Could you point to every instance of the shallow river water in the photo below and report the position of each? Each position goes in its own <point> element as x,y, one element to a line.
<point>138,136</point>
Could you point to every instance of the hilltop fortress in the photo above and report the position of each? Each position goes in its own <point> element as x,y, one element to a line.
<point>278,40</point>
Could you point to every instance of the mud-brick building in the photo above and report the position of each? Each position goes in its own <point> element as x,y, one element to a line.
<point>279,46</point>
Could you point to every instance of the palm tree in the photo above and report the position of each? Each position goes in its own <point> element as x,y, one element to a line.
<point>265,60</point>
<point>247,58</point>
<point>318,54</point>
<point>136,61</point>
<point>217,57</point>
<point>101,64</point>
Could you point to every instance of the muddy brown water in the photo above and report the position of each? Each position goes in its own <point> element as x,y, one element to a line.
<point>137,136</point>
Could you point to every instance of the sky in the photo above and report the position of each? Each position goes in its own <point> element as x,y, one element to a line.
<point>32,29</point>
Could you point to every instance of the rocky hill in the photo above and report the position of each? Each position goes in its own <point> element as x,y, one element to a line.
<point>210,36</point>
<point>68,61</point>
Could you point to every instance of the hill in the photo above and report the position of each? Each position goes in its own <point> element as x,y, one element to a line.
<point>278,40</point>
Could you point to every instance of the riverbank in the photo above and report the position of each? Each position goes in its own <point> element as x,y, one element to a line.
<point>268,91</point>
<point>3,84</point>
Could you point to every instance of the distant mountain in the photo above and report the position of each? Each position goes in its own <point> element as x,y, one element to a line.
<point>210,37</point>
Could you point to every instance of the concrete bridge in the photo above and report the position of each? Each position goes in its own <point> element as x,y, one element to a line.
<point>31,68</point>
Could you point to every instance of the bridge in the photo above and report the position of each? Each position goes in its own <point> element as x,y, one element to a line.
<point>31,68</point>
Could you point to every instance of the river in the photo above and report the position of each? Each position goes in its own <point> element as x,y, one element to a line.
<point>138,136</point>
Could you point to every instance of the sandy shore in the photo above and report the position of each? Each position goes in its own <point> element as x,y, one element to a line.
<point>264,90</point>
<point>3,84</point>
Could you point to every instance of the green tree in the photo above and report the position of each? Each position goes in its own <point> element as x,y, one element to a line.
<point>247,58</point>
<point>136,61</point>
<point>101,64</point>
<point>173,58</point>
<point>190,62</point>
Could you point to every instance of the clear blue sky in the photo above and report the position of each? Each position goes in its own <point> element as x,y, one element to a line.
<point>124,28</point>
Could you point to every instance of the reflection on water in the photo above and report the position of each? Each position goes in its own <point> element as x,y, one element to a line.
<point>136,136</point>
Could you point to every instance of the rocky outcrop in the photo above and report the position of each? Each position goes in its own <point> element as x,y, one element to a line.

_TASK DETAILS_: Word for word, write out the entries above again.

_YOUR SOLUTION_:
Could you point to every instance of the shallow river water in the photo below and report the position of each? Each position goes in its own <point> element as x,y, one element to a line.
<point>138,136</point>
Could you point to every instance of the hilltop fortress in the photo above and report the position of each? Each position goes in its own <point> element as x,y, one element to a line.
<point>278,40</point>
Could you point to every instance of the mud-brick building in the photo above and report the position of each? Each position goes in its own <point> element as x,y, one element to a line.
<point>279,46</point>
Could you point to every instance of the palm tree in the photo above and report the position of each? Each position goes in its own <point> element as x,y, one element to a line.
<point>265,60</point>
<point>247,58</point>
<point>318,54</point>
<point>136,61</point>
<point>217,57</point>
<point>101,64</point>
Could you point to every instance of the muddy brown water in the photo above and report the position of each? Each position goes in its own <point> element as x,y, one element to a line.
<point>137,136</point>
Could you point to every instance of the sky in the photo above and report the position of each? Each position goes in its own <point> element as x,y, one element to a line.
<point>32,29</point>
Could you point to every instance of the rocky hill in the photo above and report the position of each? Each position goes in its own <point> element as x,y, one element to a line.
<point>210,36</point>
<point>68,61</point>
Could you point to every instance of the hill in the photo above and report the position of each? Each position goes in its own <point> element as x,y, one element to a line.
<point>278,40</point>
Could you point to every instance of the riverbank in the photo above and report the position of each? Each position goes in its own <point> element as x,y, one element to a line.
<point>268,91</point>
<point>3,84</point>
Could you point to every instance of the distant mountain in the photo above and report the position of each? Each position goes in its own <point> element as x,y, one element to a line.
<point>210,37</point>
Could you point to every instance of the concrete bridge in the photo above and report the position of each? Each position goes in its own <point> element as x,y, one element to a line.
<point>31,68</point>
Could you point to every instance of the bridge in the photo above and report the position of each? Each position goes in its own <point> element as x,y, one element to a line.
<point>31,68</point>
Could you point to every instance of the river in the photo above and report the position of each? Each position goes in its own <point> element as x,y, one element to a line.
<point>138,136</point>
Could you point to every instance of the sandy shore in the photo above and report the position of each? Each position goes in its own <point> element as x,y, one element to a line.
<point>264,90</point>
<point>3,84</point>
Could you point to every instance of the green tree in the photo above and report the position of each? Each position goes in its own <point> element as x,y, one element to a line.
<point>247,58</point>
<point>136,61</point>
<point>101,64</point>
<point>173,58</point>
<point>190,62</point>
Could you point to every instance of the clear blue sky in the photo above and report the position of each? Each position goes in its own <point> element as x,y, one element to a line.
<point>124,28</point>
Could you point to every instance of the reflection on water in the photo above and report the position of each? Each position goes in its own <point> element as x,y, one element to a line.
<point>136,136</point>
Could you point to every instance of the rocky outcrop in the photo above and report the position of each? Each position goes in its own <point> element as x,y, one element to a line.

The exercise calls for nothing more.